» **Direction**:
Gather every line from the records below that contains the word "black", and copy each one out in full.

» **Task inputs**:

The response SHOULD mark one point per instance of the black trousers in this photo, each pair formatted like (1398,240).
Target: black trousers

...

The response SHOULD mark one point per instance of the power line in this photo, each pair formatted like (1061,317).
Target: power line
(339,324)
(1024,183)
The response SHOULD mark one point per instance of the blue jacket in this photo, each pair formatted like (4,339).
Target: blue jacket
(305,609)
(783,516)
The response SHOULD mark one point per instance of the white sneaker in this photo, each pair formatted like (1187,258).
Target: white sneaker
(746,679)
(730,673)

» **Reply**:
The response SHOULD mark one point per instance of the black trousers in this photo, each pair formatted like (1398,240).
Target: black trousers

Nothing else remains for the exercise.